> **Stated goal**
Retype every line of the data below exactly, leaving nothing out.

* * *

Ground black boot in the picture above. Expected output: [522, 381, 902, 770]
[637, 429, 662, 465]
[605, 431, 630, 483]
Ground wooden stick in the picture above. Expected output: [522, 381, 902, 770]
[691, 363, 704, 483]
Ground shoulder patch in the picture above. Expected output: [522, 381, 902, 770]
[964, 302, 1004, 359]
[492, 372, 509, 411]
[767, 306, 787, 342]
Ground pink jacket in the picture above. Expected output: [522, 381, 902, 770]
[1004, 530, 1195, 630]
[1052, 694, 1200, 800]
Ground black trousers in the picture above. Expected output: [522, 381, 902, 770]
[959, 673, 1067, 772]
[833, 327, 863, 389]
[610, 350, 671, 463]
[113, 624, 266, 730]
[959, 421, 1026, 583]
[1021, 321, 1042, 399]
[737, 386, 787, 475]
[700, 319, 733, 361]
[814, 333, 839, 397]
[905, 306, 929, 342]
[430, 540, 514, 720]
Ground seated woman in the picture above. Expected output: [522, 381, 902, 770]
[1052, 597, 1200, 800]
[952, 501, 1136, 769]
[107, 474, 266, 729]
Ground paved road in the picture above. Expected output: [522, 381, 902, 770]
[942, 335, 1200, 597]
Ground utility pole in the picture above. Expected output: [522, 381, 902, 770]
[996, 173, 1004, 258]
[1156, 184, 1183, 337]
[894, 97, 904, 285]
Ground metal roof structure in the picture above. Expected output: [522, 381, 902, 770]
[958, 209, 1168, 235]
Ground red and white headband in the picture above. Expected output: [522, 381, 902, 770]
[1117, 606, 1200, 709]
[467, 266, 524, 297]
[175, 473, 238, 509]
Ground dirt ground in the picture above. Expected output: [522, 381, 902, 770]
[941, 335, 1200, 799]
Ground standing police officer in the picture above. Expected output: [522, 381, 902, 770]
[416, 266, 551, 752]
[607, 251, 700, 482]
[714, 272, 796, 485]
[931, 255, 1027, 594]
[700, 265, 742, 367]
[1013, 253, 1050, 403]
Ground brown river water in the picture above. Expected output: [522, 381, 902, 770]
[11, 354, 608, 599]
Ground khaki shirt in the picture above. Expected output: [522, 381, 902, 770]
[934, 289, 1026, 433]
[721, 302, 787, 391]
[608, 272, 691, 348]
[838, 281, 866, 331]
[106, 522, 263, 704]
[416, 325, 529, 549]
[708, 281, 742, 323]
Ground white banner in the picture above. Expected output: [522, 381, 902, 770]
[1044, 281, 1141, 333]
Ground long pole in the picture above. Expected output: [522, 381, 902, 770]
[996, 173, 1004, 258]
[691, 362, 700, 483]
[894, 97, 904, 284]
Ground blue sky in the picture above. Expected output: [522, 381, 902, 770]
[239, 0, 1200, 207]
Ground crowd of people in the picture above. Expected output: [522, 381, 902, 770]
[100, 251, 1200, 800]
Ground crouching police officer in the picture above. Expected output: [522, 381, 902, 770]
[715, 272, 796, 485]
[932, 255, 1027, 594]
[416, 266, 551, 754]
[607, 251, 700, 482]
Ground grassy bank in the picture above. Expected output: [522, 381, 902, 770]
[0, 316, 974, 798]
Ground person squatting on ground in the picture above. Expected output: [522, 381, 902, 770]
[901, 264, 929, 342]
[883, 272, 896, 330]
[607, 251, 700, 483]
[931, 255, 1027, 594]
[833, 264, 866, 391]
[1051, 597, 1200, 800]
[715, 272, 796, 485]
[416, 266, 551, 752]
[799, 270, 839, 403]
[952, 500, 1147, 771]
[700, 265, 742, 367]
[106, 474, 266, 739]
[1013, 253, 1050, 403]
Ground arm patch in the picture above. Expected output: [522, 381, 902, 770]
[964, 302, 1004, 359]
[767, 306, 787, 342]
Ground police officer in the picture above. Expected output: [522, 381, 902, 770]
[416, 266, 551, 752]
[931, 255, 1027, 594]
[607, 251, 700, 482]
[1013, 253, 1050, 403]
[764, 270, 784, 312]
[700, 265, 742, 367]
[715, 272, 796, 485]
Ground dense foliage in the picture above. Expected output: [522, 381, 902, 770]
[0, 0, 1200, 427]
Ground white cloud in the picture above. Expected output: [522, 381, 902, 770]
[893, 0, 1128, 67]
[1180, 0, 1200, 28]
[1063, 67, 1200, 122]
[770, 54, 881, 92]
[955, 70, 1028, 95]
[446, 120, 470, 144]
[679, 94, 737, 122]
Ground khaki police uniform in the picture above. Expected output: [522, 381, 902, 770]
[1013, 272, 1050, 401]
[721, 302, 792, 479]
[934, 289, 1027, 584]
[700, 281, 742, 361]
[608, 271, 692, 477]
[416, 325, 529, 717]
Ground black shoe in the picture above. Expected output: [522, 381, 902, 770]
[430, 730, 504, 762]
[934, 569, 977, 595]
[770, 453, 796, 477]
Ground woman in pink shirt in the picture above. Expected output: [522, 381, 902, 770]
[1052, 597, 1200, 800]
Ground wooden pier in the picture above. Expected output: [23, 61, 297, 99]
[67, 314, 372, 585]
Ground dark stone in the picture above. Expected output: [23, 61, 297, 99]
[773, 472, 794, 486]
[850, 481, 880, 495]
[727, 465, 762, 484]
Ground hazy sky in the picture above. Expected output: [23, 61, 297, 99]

* * *

> **Exercise output**
Ground black boot in the picture above. Expected output: [522, 381, 902, 770]
[637, 429, 662, 465]
[605, 431, 630, 483]
Ground wooden stick in the picture above. Expected output: [522, 381, 902, 770]
[691, 363, 704, 483]
Ground shoulder patch in the picture above. Expected output: [522, 381, 902, 770]
[964, 302, 1004, 359]
[492, 372, 509, 411]
[767, 306, 787, 342]
Ground pink jacket in the picture above. Expected output: [522, 381, 902, 770]
[1004, 530, 1195, 630]
[1052, 694, 1200, 800]
Ground black trousers in the picture above. Expected output: [522, 381, 902, 770]
[959, 673, 1067, 772]
[833, 327, 863, 389]
[610, 350, 671, 463]
[113, 624, 266, 730]
[959, 421, 1026, 583]
[1021, 321, 1042, 399]
[737, 386, 787, 475]
[700, 319, 733, 361]
[814, 333, 839, 397]
[905, 306, 929, 342]
[430, 540, 514, 720]
Ground seated woman in the picture above. Expected output: [522, 381, 902, 770]
[1052, 597, 1200, 800]
[952, 501, 1136, 769]
[107, 474, 266, 729]
Ground paved road in the picture above. Expected output: [522, 381, 902, 770]
[942, 335, 1200, 597]
Ground utility pole in the picture above. Expected output: [522, 381, 902, 770]
[996, 173, 1004, 258]
[1156, 184, 1183, 337]
[894, 97, 904, 285]
Ground metal roof structure in the picture above. Expected output: [522, 381, 902, 770]
[958, 209, 1168, 235]
Ground red and white headband in the picture above. Expected output: [522, 381, 902, 770]
[1117, 606, 1200, 709]
[467, 266, 524, 297]
[175, 473, 238, 509]
Ground dirt ground in the picture above. Expected output: [522, 381, 902, 770]
[941, 335, 1200, 799]
Ground standing police officer in the picture above. Expected output: [522, 381, 902, 770]
[416, 266, 551, 752]
[607, 251, 700, 482]
[714, 272, 796, 485]
[931, 255, 1027, 594]
[700, 265, 742, 367]
[1013, 253, 1050, 403]
Ground brown river water in the picture above. Expected output: [522, 381, 902, 770]
[11, 354, 608, 599]
Ground khaki shirt in the picture above. Expected output: [522, 381, 902, 770]
[934, 289, 1026, 433]
[721, 302, 787, 391]
[608, 272, 691, 348]
[838, 281, 866, 331]
[106, 522, 263, 704]
[416, 325, 529, 549]
[708, 281, 742, 323]
Ground white banner in the picture above. Expected output: [522, 381, 902, 770]
[1044, 281, 1141, 333]
Ground long pole in the picture above. Expected output: [522, 381, 902, 770]
[996, 173, 1004, 258]
[691, 362, 700, 483]
[894, 97, 904, 284]
Ground blue sky in the picture above. Expected output: [522, 381, 902, 770]
[239, 0, 1200, 207]
Ground crowd of people in the picture above. Expected output: [522, 381, 902, 770]
[100, 251, 1200, 800]
Ground crouching police officer in the picture above. Expected output: [522, 381, 902, 770]
[715, 272, 796, 485]
[932, 255, 1027, 594]
[416, 266, 551, 754]
[607, 251, 700, 482]
Ground grassy bank in the picture above. Expected output: [522, 381, 902, 770]
[0, 316, 974, 798]
Ground person squatting on ground in the picture above. Expected output: [522, 381, 902, 770]
[901, 264, 929, 342]
[883, 272, 896, 330]
[607, 251, 700, 483]
[931, 255, 1027, 594]
[833, 264, 866, 391]
[1051, 597, 1200, 800]
[715, 272, 796, 485]
[416, 266, 551, 752]
[799, 270, 839, 403]
[952, 500, 1147, 771]
[700, 265, 742, 367]
[106, 474, 266, 739]
[1013, 253, 1050, 403]
Ground arm patch in the picture above. Expected output: [522, 381, 902, 770]
[964, 302, 1004, 359]
[767, 306, 787, 342]
Ground police officer in the picture above. Expected output: [522, 381, 902, 770]
[416, 266, 551, 752]
[931, 255, 1027, 594]
[607, 251, 700, 482]
[1013, 253, 1050, 403]
[764, 270, 784, 312]
[700, 265, 742, 367]
[715, 272, 796, 485]
Ground dense foliage in the picture above. Expected output: [522, 381, 902, 770]
[0, 0, 1200, 427]
Ground white cloud in the picture above. Expected output: [522, 381, 902, 770]
[893, 0, 1128, 67]
[1180, 0, 1200, 28]
[1063, 67, 1200, 122]
[770, 54, 881, 92]
[955, 70, 1028, 95]
[446, 120, 470, 144]
[679, 94, 737, 122]
Ground khaki police uniform in the picture above. Expected output: [522, 381, 902, 770]
[1013, 272, 1050, 401]
[721, 302, 792, 479]
[934, 289, 1027, 584]
[700, 281, 742, 361]
[608, 271, 692, 477]
[416, 325, 529, 717]
Ground black shoe in the picture above. Expected output: [522, 381, 902, 770]
[430, 730, 504, 762]
[934, 569, 977, 595]
[770, 453, 796, 477]
Ground woman in pink shirt in the picture above. Expected output: [522, 381, 902, 770]
[1052, 597, 1200, 800]
Ground wooden pier in the picture above. Expected output: [23, 61, 297, 99]
[67, 314, 372, 585]
Ground dark stone in the picture above. Expected output: [23, 61, 297, 99]
[773, 472, 794, 486]
[850, 481, 880, 495]
[727, 465, 762, 484]
Ground hazy sky in the picture above. Expected output: [23, 61, 297, 99]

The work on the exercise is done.